Exercise instructions: Would you please return every line from the listing that contains the word "roof"?
Content starts
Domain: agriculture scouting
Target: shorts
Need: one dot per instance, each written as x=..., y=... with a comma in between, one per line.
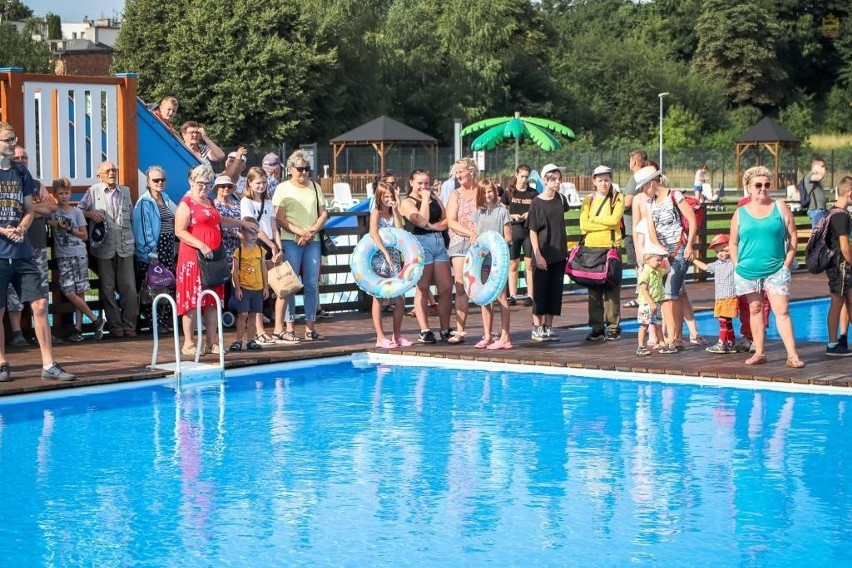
x=646, y=316
x=673, y=285
x=24, y=276
x=434, y=249
x=777, y=283
x=13, y=302
x=725, y=308
x=251, y=303
x=839, y=278
x=73, y=274
x=459, y=248
x=520, y=241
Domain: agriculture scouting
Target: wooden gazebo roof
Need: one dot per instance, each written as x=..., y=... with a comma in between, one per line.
x=382, y=133
x=771, y=136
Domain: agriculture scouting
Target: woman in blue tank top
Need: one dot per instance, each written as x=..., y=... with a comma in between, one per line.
x=763, y=246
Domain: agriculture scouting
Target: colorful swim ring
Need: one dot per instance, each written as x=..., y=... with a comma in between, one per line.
x=493, y=244
x=361, y=263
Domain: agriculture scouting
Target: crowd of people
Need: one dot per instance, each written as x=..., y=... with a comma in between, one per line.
x=276, y=212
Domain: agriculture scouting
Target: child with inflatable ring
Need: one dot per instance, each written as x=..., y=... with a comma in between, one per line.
x=492, y=235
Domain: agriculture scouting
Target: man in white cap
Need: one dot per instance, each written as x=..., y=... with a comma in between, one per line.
x=546, y=223
x=235, y=163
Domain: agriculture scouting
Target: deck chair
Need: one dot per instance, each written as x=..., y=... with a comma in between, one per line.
x=342, y=196
x=569, y=190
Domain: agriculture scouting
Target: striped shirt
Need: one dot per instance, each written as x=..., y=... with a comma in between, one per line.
x=667, y=220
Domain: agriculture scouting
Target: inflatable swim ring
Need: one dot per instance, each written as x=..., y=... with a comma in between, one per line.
x=378, y=286
x=492, y=243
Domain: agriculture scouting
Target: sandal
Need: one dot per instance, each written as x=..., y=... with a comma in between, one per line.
x=758, y=360
x=287, y=337
x=265, y=339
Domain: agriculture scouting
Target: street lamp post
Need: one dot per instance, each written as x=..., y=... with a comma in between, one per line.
x=661, y=95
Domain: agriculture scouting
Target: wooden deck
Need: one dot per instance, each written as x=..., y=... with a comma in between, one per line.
x=120, y=360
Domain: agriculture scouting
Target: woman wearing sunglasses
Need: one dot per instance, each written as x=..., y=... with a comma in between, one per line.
x=763, y=246
x=301, y=214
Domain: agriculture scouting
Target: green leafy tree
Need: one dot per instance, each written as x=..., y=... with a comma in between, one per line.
x=19, y=49
x=737, y=45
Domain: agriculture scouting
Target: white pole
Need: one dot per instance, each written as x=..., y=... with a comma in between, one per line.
x=661, y=95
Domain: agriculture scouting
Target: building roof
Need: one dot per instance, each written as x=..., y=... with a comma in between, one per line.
x=383, y=129
x=77, y=45
x=767, y=130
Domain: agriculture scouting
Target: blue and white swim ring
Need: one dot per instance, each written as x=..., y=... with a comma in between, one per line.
x=387, y=286
x=496, y=249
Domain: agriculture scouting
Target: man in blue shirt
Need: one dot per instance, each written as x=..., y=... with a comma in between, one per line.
x=17, y=267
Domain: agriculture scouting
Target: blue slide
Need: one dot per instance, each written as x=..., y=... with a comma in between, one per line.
x=159, y=147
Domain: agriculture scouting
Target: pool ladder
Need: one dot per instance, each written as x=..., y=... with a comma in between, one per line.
x=193, y=372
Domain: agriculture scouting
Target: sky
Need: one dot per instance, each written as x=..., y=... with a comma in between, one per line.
x=74, y=11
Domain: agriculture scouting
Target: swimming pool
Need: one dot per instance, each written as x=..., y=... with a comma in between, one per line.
x=379, y=465
x=809, y=322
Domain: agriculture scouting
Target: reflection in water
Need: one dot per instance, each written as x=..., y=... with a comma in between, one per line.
x=391, y=466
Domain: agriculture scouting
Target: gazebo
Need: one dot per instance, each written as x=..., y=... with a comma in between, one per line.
x=382, y=133
x=770, y=136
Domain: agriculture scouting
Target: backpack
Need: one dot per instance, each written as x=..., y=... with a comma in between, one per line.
x=696, y=207
x=818, y=253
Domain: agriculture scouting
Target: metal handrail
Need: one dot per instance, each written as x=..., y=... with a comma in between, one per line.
x=198, y=326
x=171, y=301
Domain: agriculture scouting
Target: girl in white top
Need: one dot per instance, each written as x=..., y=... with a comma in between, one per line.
x=491, y=215
x=386, y=214
x=256, y=203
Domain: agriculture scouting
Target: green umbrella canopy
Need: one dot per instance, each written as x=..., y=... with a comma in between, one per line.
x=517, y=127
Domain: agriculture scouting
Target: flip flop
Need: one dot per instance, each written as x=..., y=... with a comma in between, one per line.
x=757, y=360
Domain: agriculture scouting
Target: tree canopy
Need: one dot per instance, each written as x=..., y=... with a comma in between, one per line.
x=280, y=71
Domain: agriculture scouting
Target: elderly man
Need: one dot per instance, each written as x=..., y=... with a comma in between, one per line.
x=109, y=203
x=17, y=189
x=235, y=164
x=44, y=205
x=166, y=112
x=272, y=168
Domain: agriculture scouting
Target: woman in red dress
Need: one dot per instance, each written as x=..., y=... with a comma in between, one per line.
x=198, y=225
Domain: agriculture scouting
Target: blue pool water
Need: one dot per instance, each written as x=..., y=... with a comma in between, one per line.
x=390, y=466
x=809, y=322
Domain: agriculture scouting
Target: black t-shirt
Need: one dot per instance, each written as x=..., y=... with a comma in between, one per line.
x=839, y=224
x=547, y=217
x=519, y=202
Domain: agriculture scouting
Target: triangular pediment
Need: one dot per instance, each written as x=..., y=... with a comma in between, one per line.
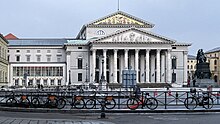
x=122, y=19
x=133, y=35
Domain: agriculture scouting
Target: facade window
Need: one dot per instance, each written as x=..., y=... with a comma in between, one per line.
x=48, y=58
x=58, y=51
x=16, y=82
x=38, y=58
x=79, y=76
x=23, y=83
x=215, y=62
x=100, y=32
x=18, y=58
x=30, y=83
x=174, y=62
x=45, y=82
x=59, y=82
x=80, y=61
x=38, y=82
x=28, y=58
x=59, y=58
x=52, y=82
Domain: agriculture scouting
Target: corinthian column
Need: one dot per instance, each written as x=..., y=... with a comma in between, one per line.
x=136, y=64
x=93, y=64
x=158, y=66
x=168, y=66
x=147, y=65
x=115, y=66
x=104, y=64
x=126, y=59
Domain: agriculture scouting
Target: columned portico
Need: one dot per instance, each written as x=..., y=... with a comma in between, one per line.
x=104, y=64
x=126, y=59
x=136, y=64
x=115, y=66
x=93, y=64
x=158, y=66
x=147, y=65
x=168, y=66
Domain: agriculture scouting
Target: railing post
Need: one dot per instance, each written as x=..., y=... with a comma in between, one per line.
x=119, y=97
x=165, y=99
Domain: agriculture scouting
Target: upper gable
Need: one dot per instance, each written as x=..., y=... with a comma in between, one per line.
x=135, y=35
x=120, y=19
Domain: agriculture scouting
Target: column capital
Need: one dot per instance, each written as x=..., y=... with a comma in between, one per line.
x=137, y=50
x=185, y=52
x=148, y=50
x=126, y=50
x=158, y=50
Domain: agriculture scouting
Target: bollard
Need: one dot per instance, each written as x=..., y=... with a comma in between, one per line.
x=103, y=108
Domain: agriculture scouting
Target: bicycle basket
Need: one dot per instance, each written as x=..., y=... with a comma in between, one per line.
x=23, y=97
x=109, y=97
x=52, y=97
x=78, y=97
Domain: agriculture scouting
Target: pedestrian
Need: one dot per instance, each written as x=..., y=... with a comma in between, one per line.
x=137, y=91
x=194, y=82
x=188, y=83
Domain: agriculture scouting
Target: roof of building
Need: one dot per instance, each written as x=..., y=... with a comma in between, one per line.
x=217, y=49
x=145, y=23
x=76, y=42
x=37, y=42
x=181, y=44
x=10, y=36
x=168, y=40
x=3, y=38
x=191, y=57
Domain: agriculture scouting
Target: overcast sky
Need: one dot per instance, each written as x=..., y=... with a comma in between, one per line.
x=191, y=21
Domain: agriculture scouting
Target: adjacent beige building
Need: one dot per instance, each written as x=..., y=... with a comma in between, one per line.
x=213, y=57
x=191, y=66
x=3, y=61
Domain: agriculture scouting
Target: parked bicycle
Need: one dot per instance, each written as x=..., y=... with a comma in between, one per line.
x=205, y=100
x=49, y=102
x=77, y=101
x=134, y=101
x=21, y=101
x=97, y=99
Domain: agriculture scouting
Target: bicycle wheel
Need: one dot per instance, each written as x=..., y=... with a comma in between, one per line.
x=90, y=104
x=11, y=102
x=35, y=102
x=132, y=103
x=79, y=103
x=25, y=103
x=61, y=102
x=190, y=103
x=110, y=103
x=207, y=102
x=151, y=103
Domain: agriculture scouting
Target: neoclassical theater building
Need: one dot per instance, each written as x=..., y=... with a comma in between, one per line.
x=120, y=40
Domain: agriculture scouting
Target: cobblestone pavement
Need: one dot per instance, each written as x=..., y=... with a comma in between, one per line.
x=5, y=120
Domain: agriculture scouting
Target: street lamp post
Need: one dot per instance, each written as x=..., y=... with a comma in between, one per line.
x=69, y=78
x=173, y=67
x=102, y=80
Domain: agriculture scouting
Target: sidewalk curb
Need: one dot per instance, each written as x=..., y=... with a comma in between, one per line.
x=96, y=111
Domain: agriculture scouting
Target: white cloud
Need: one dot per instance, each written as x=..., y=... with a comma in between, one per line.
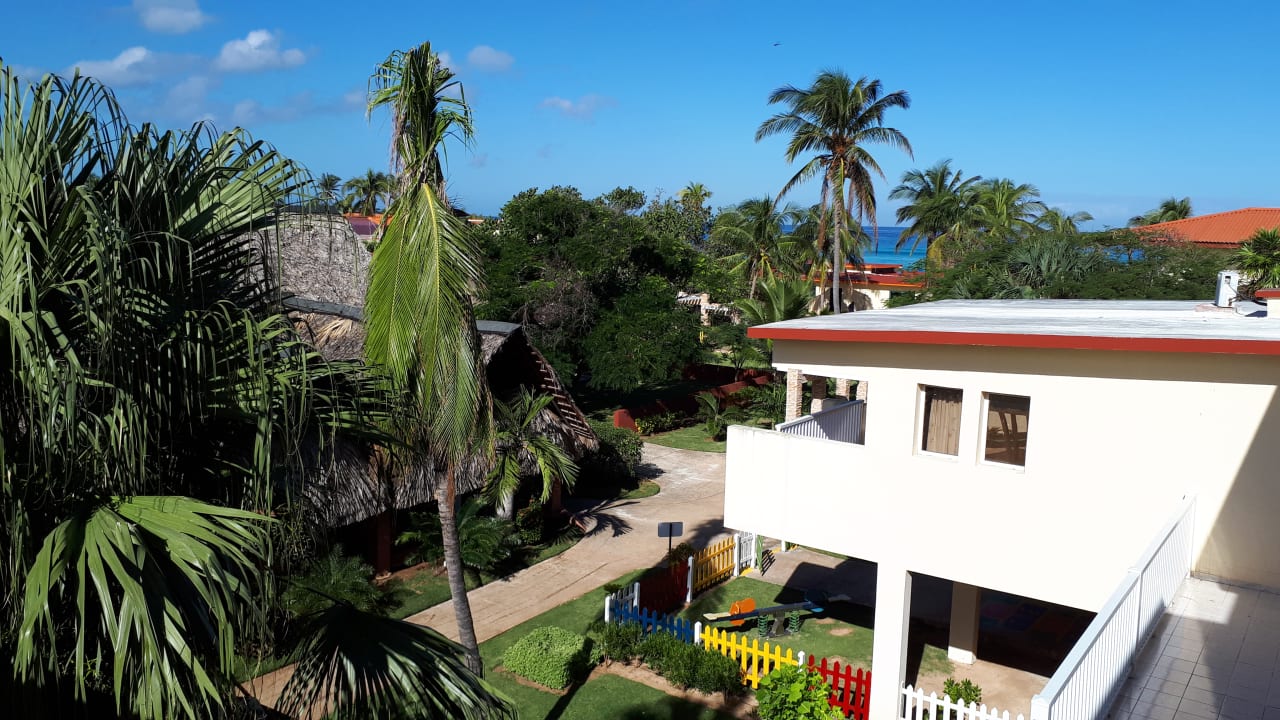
x=259, y=50
x=135, y=65
x=484, y=58
x=173, y=17
x=584, y=106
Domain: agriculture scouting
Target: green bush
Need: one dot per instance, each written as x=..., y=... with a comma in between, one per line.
x=718, y=674
x=795, y=693
x=690, y=666
x=965, y=691
x=621, y=641
x=616, y=458
x=552, y=656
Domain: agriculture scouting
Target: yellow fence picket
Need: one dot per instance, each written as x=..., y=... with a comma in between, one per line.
x=754, y=659
x=713, y=564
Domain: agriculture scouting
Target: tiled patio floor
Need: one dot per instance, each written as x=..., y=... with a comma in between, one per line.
x=1212, y=656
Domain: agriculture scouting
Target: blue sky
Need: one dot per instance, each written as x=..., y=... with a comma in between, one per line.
x=1105, y=106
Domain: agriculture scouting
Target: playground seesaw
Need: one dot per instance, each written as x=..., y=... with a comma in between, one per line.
x=776, y=619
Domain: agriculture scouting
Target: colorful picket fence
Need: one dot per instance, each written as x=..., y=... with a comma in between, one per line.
x=851, y=691
x=754, y=659
x=713, y=564
x=664, y=589
x=656, y=621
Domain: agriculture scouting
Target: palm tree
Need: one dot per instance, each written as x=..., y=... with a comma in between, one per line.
x=155, y=402
x=938, y=201
x=423, y=276
x=521, y=443
x=329, y=188
x=1170, y=209
x=1258, y=258
x=782, y=299
x=694, y=195
x=837, y=119
x=365, y=192
x=1005, y=210
x=753, y=233
x=1055, y=219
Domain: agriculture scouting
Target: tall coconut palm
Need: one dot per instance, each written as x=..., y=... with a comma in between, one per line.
x=1170, y=209
x=154, y=409
x=694, y=195
x=368, y=191
x=329, y=188
x=1006, y=210
x=522, y=445
x=937, y=203
x=754, y=233
x=837, y=118
x=1055, y=219
x=1258, y=258
x=423, y=276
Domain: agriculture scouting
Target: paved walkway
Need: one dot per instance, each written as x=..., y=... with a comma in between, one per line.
x=622, y=537
x=1215, y=655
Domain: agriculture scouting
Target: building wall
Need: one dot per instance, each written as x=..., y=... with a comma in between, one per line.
x=1115, y=440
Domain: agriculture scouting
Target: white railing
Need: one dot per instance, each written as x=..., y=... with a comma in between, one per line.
x=918, y=706
x=842, y=423
x=1087, y=682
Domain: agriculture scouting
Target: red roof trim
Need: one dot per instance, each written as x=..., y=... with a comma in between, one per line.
x=1037, y=341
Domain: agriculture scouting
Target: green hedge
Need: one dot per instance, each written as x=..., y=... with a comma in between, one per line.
x=690, y=666
x=552, y=656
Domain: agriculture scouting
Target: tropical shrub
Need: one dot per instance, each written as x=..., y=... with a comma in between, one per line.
x=617, y=455
x=552, y=656
x=964, y=691
x=658, y=423
x=621, y=641
x=795, y=693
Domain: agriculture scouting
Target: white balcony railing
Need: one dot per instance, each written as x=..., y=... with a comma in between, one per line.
x=1087, y=682
x=842, y=423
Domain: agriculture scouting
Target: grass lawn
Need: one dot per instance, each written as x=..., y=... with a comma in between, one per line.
x=603, y=697
x=841, y=630
x=693, y=437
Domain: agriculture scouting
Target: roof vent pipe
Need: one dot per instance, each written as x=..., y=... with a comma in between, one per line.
x=1228, y=288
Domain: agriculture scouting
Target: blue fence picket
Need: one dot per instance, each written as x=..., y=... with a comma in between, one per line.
x=656, y=621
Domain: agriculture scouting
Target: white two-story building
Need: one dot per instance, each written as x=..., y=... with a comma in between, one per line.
x=1040, y=449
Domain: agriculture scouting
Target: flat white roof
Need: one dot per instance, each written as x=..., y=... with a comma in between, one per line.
Content ends
Task answer:
Target: wooden gazebo roof
Target: building roof
Target: roof of building
Target: red roof trim
Target: roof vent pipe
Target: flat white roof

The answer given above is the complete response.